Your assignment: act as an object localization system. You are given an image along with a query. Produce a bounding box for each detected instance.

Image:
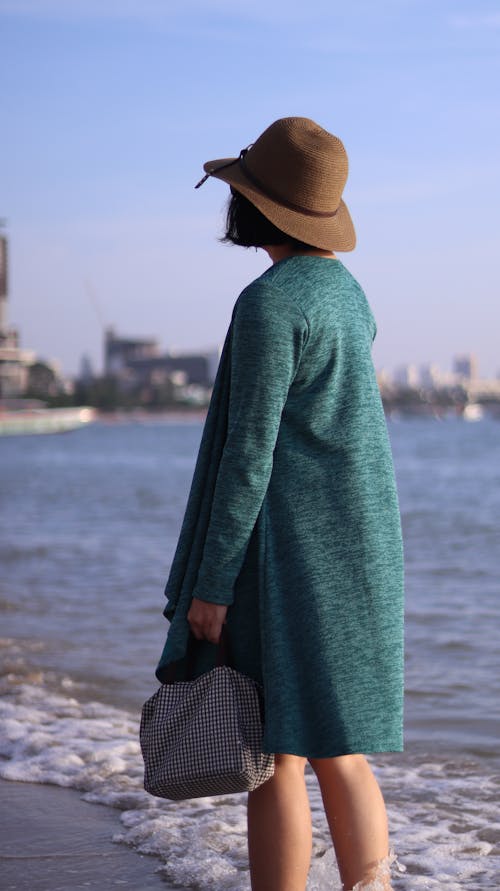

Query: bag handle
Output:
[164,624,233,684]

__________________________________________________

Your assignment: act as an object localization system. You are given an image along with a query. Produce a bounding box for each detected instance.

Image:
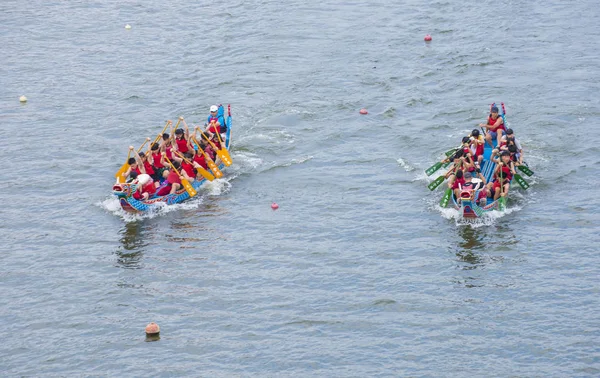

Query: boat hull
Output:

__________________________________________________

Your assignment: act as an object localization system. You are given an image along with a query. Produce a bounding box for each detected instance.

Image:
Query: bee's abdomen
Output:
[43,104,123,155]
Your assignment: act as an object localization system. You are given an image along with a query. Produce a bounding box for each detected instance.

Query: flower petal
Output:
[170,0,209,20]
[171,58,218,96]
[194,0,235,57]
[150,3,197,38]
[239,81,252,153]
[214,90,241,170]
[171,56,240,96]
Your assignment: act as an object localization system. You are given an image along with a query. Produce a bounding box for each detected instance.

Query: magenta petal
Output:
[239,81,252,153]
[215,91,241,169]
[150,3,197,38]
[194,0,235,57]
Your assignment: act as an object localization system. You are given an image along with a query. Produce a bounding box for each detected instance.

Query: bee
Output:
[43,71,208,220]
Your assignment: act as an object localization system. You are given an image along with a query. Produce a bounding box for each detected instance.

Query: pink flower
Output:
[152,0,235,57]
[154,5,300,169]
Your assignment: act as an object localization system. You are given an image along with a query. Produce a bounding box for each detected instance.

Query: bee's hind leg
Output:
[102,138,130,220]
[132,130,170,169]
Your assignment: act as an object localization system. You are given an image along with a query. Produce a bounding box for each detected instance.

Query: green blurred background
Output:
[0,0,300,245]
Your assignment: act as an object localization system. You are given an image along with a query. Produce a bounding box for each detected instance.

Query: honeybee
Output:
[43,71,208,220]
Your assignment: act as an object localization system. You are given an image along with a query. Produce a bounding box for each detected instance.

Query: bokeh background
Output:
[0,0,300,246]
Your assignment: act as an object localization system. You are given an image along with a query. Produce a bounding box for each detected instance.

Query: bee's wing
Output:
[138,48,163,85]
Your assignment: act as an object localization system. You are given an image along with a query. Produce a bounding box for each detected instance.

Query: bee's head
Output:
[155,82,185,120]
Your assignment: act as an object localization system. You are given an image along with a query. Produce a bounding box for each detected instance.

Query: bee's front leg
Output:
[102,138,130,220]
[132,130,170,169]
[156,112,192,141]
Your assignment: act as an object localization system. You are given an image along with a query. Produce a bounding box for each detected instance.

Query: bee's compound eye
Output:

__________________________________________________

Copy out each line above that contains the word "background".

THE ANSWER:
Query: green blurred background
Query: bokeh background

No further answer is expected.